# Text section

══════

The outcome is documented: on Black Friday 2025, Shopify’s Rails monolith processed $14.6 billion in merchant sales, handling peak loads of 489 million requests per minute on the edge and over 53 million database queries per second. Not despite staying on Ruby. Because of the depth of investment they made in that stack instead of migrating away from it.

The Shopify Principle: Shopify’s engineering leadership made a deliberate decision to treat Ruby and Rails as “100-year tools” and invest accordingly. The cost of that decision was saying no to the migration conversation for a decade. The payoff was one of the most resilient, high-throughput Ruby deployments in existence. The principle generalises: before asking “what language should we migrate to,” ask “what would happen if we invested this same engineering budget into making the current stack as good as it could be?”

6. Dropbox: Python → Rust — The Hybrid Route

Dropbox’s file sync engine rewrite is a less-discussed but important data point because the primary stated motivation was not performance — it was correctness and concurrency safety. The Dropbox engineering team’s own conclusion was that “Rust has been a force multiplier for our team, and betting on Rust was one of the best decisions we made. More than performance, its ergonomics and focus on correctness has helped us tame sync’s complexity. We can encode complex invariants about our system in the type system and have the compiler check them for us.”

This represents a third rewrite motivation pattern distinct from both Discord and Figma. Discord rewrote for GC-latency elimination. Figma rewrote for concurrency headroom in a single-threaded runtime. Dropbox rewrote to encode correctness guarantees that Python’s dynamic type system could not provide, in a system where concurrency bugs only appeared under load in production. The Rust ownership model and type system became their bug-prevention infrastructure — a different class of ROI that does not show up in a latency chart.

7. What the Data Actually Shows

Rewrite outcome patterns across documented cases

Categorised outcomes from 12 publicly documented language migrations (2017–2025). Source: engineering blog posts, conference talks, post-mortems. “Partial” = some services migrated; “Full” = complete language replacement; “Hybrid” = Rust/Go embedded in existing stack.

Several patterns emerge clearly from the documented cases. First, the most consistent predictor of a successful rewrite is the narrowness of the initial scope. Every successful case — Discord, Figma, Dropbox, npm’s registry rewrite, Cloudflare’s network-critical services, AWS Firecracker — involved a bounded component with clear before-and-after measurement criteria. Every documented failure or regret involves a broader scope: a full product rewrite, a migration without a specific quantified problem, or a team that spent the rewrite timeline losing product velocity to competitors.

Second, the motivation matters as much as the destination language. Rewrites driven by a specific, measurable problem — GC latency, single-threaded bottlenecks, memory safety bugs in security-critical code — have a significantly better track record than rewrites driven by “the codebase is messy” or “the new language has better ergonomics.” The latter reasons are not invalid, but they do not produce the kind of measurable ROI that justifies the migration cost.

8. The Anatomy of a Vanity Rewrite

The term “engineering vanity project” deserves a precise definition rather than being used as a vague insult. A vanity rewrite has some or all of these characteristics, and it is worth naming them plainly.

Table 2 — Signs the ROI is Real vs. Signs it is a Vanity Project

Signs the ROI is real	Signs it is probably a vanity project
You can state the specific bottleneck in one sentence, with a number attached	The primary motivation is “the new language is cleaner / more modern”

══════

# Extracted material
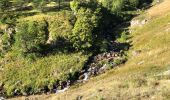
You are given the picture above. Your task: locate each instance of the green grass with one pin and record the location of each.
(32, 76)
(137, 78)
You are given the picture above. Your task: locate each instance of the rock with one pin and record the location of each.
(86, 76)
(140, 63)
(2, 98)
(136, 52)
(138, 22)
(166, 73)
(63, 90)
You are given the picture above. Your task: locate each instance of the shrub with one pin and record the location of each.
(32, 77)
(88, 17)
(30, 36)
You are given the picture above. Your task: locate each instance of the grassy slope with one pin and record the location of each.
(136, 79)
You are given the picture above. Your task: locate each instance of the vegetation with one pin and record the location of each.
(45, 43)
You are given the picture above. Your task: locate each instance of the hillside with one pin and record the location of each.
(146, 73)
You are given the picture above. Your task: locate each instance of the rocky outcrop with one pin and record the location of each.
(137, 22)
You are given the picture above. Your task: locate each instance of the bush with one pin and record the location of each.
(88, 17)
(33, 77)
(30, 36)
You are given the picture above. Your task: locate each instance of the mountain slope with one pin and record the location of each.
(146, 73)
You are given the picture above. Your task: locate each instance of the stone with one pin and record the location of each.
(136, 52)
(2, 98)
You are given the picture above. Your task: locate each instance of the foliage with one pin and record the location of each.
(30, 36)
(88, 17)
(32, 77)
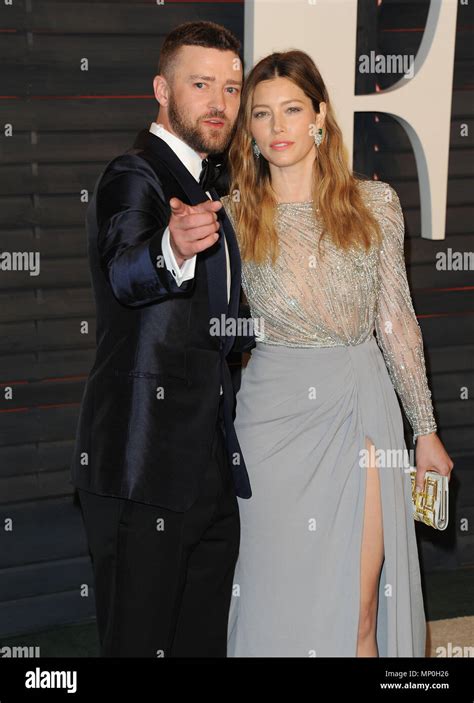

══════

# Exercise set
1. Rewrite the paragraph of the article on language rewrites that begins "This represents a third rewrite motivation" as a short bulleted list, keeping its main facts.
2. Proceed with the article on language rewrites, picking up right after the last line shown.
The items come from a separate source, not from the article on language rewrites.

# Answers to each task
1.
- Dropbox's rewrite shows a third reason for rewriting, different from both Discord's and Figma's.
- Discord rewrote to get rid of GC latency.
- Figma rewrote to gain concurrency headroom in a single-threaded runtime.
- Dropbox rewrote to build in correctness guarantees that Python's dynamic type system could not provide. In that system, concurrency bugs only showed up under load in production.
- Rust's ownership model and type system became Dropbox's bug-prevention infrastructure. That kind of ROI does not show up in a latency chart.

2.
You have already exhausted in-language optimisations and can prove it	Nobody can define what “done” looks like in measurable terms
The scope is a single component or hot path, not the whole system	The scope keeps expanding as work progresses
Success criteria are defined before any migration code is written	The team needs to learn the target language during the migration
The team migrating is already productive in the target language	There is no plan for running old and new in parallel
The current language cannot solve the problem within its own paradigm	The problem could be solved with profiling and targeted refactoring
You can run old and new in parallel and do a measured comparison	The timeline is measured in months before any production validation

Notably, the “messy code” motivation that Joel Spolsky targeted in 2000 is still the most common driver of failed rewrites. As he pointed out, and as every subsequent study has echoed: working code, however messy, contains years of hard-won knowledge about edge cases, weird inputs, and failure modes that the team has encountered and handled. A rewrite does not preserve that knowledge — it discards it. The new codebase starts with clean architecture and rediscovers every one of those edge cases in production.

The Hidden Cost Nobody Budgets For: Development velocity typically drops 30–50% during the first 3–6 months of Rust adoption for teams coming from garbage-collected languages. Senior engineers who are productive in Go or Python find themselves debugging lifetime annotations instead of shipping features. This is not a reason to avoid Rust when it is the right tool — it is a cost that must be explicitly budgeted and communicated to stakeholders before the migration starts, not discovered mid-project.

9. The Decision Framework

The following framework is derived from the patterns across successful and failed rewrites. Work through the questions in order. The earlier you hit a stopping condition, the more clearly the data suggests the rewrite will not pay off.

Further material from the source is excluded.